• _TASKS TO PERFORM_:
1. Please write out the part of the DARE page that starts at the words "In model merging, a" and ends after "disjoint parameter subsets1.", word for word.
2. Extend the DARE model-merging text, picking up right after its final sentence.

• _DOCUMENT_:
- - -

Skip to content

DARE (Distributed Representations for model mergEd models)

In model merging, a key challenge is that task-specific updates from different fine-tuned models often occupy overlapping parameter regions, causing destructive interference when simply averaged or added. DARE addresses this by randomly dropping and rescaling elements of each model's task vector before merging, effectively distributing each model's contribution across disjoint parameter subsets1.

- - -

• _RECORD SET_:
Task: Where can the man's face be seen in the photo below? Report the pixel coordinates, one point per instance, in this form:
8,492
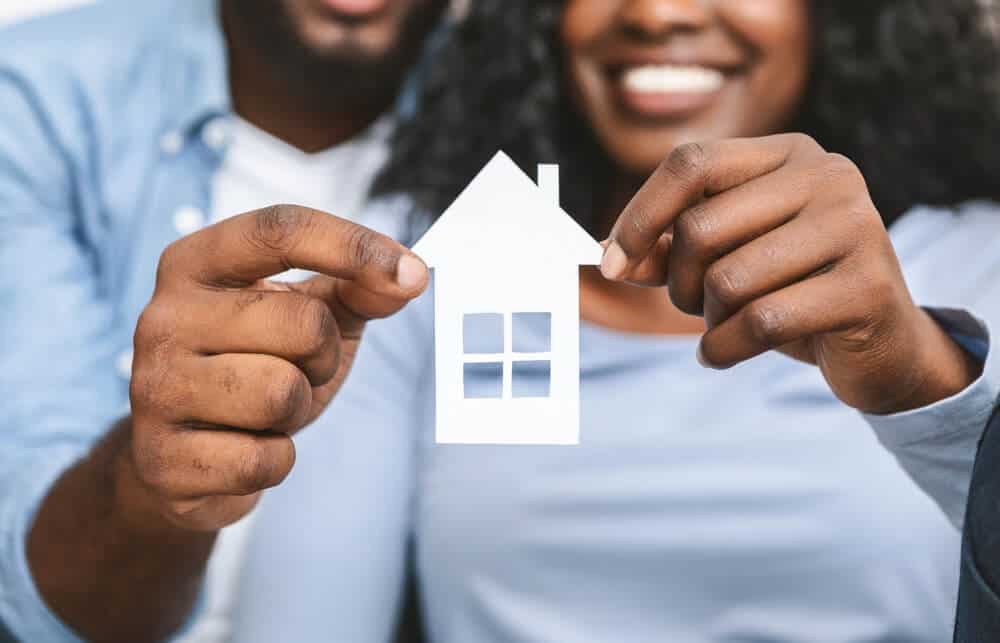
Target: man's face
350,50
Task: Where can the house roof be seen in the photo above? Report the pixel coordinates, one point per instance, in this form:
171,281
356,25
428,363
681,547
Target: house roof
503,215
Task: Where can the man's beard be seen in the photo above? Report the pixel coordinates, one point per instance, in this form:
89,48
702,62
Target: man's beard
346,77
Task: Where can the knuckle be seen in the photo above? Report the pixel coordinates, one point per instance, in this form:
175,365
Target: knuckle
693,232
285,393
767,324
254,470
283,462
276,228
803,143
365,247
837,167
155,325
640,220
171,261
725,284
151,465
687,162
315,325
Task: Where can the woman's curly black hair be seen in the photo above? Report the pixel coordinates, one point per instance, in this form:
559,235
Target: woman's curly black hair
908,89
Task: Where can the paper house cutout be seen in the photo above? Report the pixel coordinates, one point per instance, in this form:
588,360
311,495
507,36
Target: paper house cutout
505,254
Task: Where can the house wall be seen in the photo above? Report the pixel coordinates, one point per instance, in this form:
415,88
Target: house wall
552,420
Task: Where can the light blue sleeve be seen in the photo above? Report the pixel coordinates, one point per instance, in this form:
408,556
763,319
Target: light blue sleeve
58,387
936,445
327,559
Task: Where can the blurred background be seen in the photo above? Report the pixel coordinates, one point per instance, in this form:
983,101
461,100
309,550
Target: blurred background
14,9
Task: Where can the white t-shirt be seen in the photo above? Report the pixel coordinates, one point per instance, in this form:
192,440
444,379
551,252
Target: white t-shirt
260,170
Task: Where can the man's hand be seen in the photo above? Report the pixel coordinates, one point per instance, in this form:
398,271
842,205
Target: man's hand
227,366
778,245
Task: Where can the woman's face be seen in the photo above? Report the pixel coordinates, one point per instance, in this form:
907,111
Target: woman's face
650,75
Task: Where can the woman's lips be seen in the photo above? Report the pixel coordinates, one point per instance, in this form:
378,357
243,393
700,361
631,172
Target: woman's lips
356,8
667,90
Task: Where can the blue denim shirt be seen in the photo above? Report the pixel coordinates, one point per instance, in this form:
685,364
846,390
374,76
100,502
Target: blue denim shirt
108,131
106,118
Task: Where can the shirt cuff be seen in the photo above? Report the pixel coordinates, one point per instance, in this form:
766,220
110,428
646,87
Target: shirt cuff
936,445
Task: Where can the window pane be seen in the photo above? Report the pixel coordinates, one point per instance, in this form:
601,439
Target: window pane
532,332
482,333
483,380
531,379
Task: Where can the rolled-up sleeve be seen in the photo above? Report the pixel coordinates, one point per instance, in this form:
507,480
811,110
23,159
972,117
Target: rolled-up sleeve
937,444
58,388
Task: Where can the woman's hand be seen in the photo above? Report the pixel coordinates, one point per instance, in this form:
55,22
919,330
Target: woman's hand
778,245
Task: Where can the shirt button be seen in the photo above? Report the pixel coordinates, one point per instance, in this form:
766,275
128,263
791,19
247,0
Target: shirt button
188,219
215,133
171,143
123,363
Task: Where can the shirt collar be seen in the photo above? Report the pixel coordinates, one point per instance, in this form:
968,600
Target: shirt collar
201,75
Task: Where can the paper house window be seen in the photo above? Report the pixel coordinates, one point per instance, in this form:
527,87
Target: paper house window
506,261
498,364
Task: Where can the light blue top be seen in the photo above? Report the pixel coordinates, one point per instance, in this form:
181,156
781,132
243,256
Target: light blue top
746,505
745,501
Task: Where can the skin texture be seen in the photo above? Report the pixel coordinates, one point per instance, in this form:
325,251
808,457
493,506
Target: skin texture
228,365
771,240
298,50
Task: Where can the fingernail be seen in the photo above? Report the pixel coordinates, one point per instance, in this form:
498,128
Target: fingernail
700,356
614,263
410,272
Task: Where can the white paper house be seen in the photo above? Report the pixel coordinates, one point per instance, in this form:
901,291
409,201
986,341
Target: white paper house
504,249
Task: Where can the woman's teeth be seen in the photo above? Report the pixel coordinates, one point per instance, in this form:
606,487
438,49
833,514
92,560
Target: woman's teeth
672,79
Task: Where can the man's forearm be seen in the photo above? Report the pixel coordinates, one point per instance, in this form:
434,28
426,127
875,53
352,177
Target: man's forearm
106,562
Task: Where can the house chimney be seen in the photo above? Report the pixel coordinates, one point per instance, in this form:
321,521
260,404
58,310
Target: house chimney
548,182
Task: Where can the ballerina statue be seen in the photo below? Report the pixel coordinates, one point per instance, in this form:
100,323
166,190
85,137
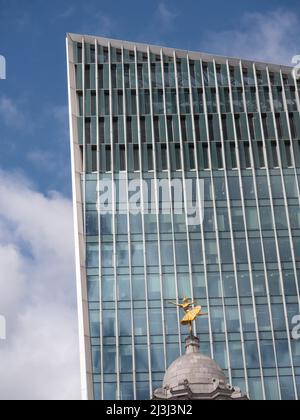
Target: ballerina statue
192,312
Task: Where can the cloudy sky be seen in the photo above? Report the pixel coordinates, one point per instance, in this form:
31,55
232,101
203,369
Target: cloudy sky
39,359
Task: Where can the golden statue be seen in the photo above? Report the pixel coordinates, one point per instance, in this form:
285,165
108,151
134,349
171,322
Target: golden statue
191,312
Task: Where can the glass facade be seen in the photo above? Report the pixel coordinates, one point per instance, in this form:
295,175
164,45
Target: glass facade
149,114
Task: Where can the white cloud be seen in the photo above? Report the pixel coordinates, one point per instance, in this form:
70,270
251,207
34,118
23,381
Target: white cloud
9,112
100,24
269,37
39,359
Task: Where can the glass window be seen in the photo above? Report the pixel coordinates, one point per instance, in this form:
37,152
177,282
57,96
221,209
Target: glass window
263,317
255,389
283,354
141,359
287,389
241,251
248,318
125,322
270,250
252,358
244,284
236,355
140,324
266,218
217,320
233,319
252,218
181,253
155,321
211,252
255,250
214,285
158,364
154,289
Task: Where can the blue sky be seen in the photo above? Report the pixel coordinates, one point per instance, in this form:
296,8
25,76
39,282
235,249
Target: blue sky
39,359
32,38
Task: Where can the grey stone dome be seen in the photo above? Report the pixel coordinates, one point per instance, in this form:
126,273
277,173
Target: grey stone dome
196,377
194,368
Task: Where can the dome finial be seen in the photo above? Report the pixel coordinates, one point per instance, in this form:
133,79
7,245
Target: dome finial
192,312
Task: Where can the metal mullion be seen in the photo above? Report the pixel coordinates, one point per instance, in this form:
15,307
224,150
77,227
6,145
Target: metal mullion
290,237
79,198
157,209
218,233
231,226
99,227
171,203
199,203
275,233
129,230
143,224
84,154
230,212
261,237
282,180
183,177
215,217
246,228
114,230
289,126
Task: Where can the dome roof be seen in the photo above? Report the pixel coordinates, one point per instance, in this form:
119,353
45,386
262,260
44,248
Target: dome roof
195,376
194,368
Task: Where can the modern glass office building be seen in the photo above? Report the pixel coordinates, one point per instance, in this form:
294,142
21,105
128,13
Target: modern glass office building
145,114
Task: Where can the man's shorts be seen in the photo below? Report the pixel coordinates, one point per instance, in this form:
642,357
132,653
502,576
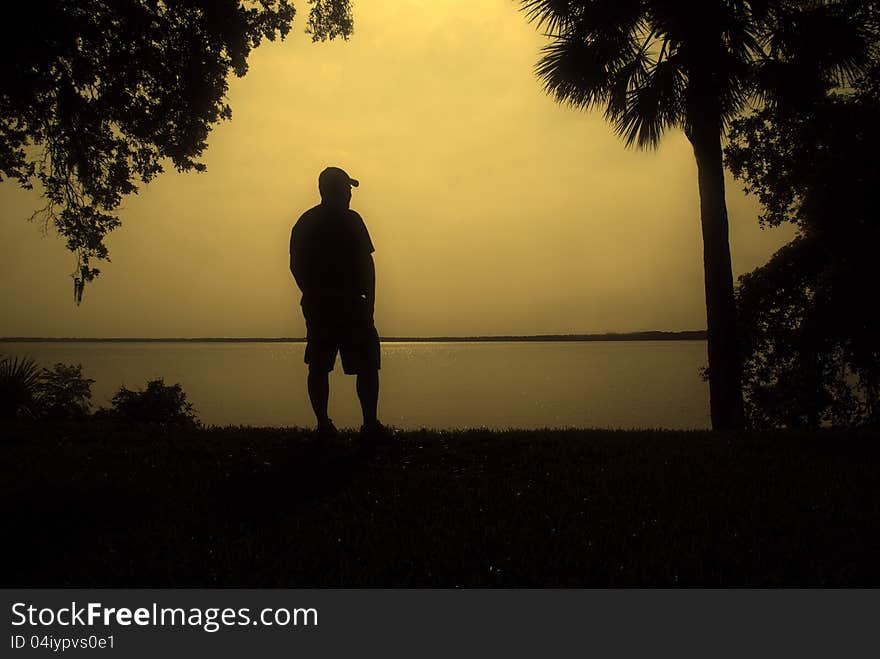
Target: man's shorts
346,329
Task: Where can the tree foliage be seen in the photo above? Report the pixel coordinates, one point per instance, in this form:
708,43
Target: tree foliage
653,65
642,61
97,96
808,321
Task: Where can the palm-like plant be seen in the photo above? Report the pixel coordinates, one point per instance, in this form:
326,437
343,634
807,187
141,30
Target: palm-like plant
660,64
19,387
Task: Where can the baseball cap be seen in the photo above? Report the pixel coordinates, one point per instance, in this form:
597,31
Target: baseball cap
332,176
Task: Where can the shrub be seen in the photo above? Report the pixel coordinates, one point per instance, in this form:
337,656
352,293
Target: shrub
64,392
158,403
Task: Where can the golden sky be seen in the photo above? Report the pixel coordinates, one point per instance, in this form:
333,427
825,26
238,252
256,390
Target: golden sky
493,209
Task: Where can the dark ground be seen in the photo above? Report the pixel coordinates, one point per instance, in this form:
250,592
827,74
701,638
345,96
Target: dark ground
256,507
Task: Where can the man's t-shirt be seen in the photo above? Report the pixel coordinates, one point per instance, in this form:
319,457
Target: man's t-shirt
331,249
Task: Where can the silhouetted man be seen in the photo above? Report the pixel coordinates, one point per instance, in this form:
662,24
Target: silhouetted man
332,262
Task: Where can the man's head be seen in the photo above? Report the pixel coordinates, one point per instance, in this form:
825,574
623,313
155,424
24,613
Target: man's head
335,187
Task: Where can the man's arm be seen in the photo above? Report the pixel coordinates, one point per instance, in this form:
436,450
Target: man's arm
297,267
370,283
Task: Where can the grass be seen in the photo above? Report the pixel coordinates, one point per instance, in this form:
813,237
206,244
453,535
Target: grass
234,507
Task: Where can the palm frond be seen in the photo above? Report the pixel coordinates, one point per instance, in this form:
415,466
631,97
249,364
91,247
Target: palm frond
651,107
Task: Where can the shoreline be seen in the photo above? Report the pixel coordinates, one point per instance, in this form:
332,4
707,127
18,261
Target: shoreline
687,335
96,505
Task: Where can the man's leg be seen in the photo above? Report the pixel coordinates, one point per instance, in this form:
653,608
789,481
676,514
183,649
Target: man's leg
319,395
368,394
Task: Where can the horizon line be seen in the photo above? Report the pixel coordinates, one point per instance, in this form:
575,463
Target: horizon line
647,335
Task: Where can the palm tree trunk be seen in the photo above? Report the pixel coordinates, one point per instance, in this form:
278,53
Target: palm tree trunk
725,369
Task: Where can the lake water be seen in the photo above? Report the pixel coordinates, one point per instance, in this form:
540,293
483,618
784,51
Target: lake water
600,384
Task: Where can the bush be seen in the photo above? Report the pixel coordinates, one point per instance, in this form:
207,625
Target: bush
158,403
64,392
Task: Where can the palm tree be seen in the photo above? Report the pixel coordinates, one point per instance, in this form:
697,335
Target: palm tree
660,64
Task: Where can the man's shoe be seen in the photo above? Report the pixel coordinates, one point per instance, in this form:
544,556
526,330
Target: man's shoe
326,430
375,433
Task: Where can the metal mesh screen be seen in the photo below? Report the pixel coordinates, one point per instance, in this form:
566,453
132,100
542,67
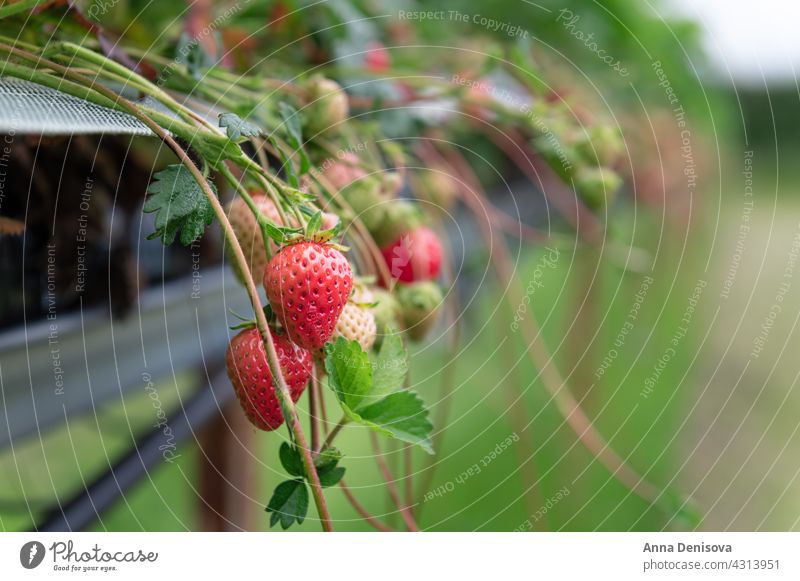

- - -

• _ANSWERS TO THE EXERCISES_:
1.
In model merging, a key challenge is that task-specific updates from different fine-tuned models often occupy overlapping parameter regions, causing destructive interference when simply averaged or added. DARE addresses this by randomly dropping and rescaling elements of each model's task vector before merging, effectively distributing each model's contribution across disjoint parameter subsets1.

2.
DARE
DARE: Random drop and rescale of task vectors before merging. Credit to 1

Core Idea. For each fine-tuned model, DARE constructs its task vector \(\tau_i = \theta_i - \theta_0\) relative to the pretrained model \(\theta_0\). It then randomly drops a fraction \(p\) (sparsity ratio) of the elements in each task vector and rescales the remaining elements by \(1/(1-p)\) to maintain the expected sum. Because the drops are independent across models, each parameter position predominantly carries the signal of a single model, reducing negative interference.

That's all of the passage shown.